DIRECTIONS -> All of the entries need to be copied character for character.

THE RECORDS ->
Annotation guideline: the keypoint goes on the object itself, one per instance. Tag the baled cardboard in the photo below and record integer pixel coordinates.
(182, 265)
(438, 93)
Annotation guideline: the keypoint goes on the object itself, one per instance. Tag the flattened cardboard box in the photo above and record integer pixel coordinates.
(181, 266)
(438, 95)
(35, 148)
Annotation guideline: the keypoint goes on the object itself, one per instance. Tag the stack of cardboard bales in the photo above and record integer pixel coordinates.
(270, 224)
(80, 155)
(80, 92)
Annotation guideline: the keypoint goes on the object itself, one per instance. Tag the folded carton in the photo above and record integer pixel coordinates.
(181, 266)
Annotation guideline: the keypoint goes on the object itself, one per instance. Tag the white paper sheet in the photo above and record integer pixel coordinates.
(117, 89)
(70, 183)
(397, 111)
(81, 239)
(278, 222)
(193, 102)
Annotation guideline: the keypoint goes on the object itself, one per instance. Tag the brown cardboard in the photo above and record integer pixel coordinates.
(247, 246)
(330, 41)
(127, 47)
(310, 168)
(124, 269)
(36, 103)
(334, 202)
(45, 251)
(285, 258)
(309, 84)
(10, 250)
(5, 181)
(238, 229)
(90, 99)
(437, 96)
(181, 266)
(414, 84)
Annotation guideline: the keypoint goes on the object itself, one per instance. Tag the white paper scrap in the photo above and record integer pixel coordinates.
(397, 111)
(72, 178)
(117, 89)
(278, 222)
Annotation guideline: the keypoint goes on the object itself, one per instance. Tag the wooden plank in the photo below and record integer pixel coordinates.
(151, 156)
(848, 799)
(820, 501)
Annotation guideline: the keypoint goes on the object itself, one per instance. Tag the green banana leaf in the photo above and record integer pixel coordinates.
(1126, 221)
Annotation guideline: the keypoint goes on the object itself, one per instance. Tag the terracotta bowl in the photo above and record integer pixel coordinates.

THE ANSWER ->
Annotation guideline: the keypoint goes on the object itself, one per instance. Tag the baled cardboard in the photo below and record integer pixel coordinates.
(182, 265)
(438, 93)
Annotation guideline: the keypoint goes on the object itself, one per instance. Tag the flattened cardboard box in the photo above and record integer pixel coordinates.
(181, 266)
(438, 95)
(35, 148)
Annotation guideline: the keypoint goes on the object itself, one per instance. Tag the stack of cardboard bales in the photo above and record integer pixel coordinates.
(270, 224)
(80, 155)
(80, 92)
Annotation guideline: the keypoint goes on the object itself, one per instance. Tag the folded carton in the photo above and record integer pixel coordinates.
(181, 266)
Annotation guideline: the keypoint goes on the object itself, one per instance. Tag the white paper sheet in the photo above and record integer pixel coordinates.
(117, 89)
(70, 183)
(397, 111)
(81, 239)
(278, 222)
(193, 102)
Annotation guideline: the keypoint goes on the object itself, one per instance. Tag the brown cardboard in the photo above and record integer pixel coordinates.
(247, 246)
(330, 41)
(127, 47)
(310, 168)
(124, 269)
(36, 103)
(334, 202)
(45, 251)
(285, 258)
(309, 84)
(10, 250)
(5, 181)
(238, 229)
(90, 99)
(437, 96)
(181, 266)
(414, 84)
Annotation guideline: the keypoint goes on the object itself, one per instance. Tag the white paper scrap in the photo above and record integer pixel coordinates.
(397, 111)
(72, 178)
(117, 89)
(278, 222)
Annotation guideline: the keypoint goes on the object itself, one per instance. Tag the wooden plank in the photo below and record integer pixel coordinates.
(151, 156)
(848, 799)
(820, 501)
Annotation guideline: the keypoint goes on the object itself, one per instance. Tag the green banana leaf in the photo above and record integer pixel coordinates.
(1126, 221)
Annotation guideline: the keypoint goes on the object itself, one per instance. Tag the terracotta bowl in the photo above and record integer pixel coordinates.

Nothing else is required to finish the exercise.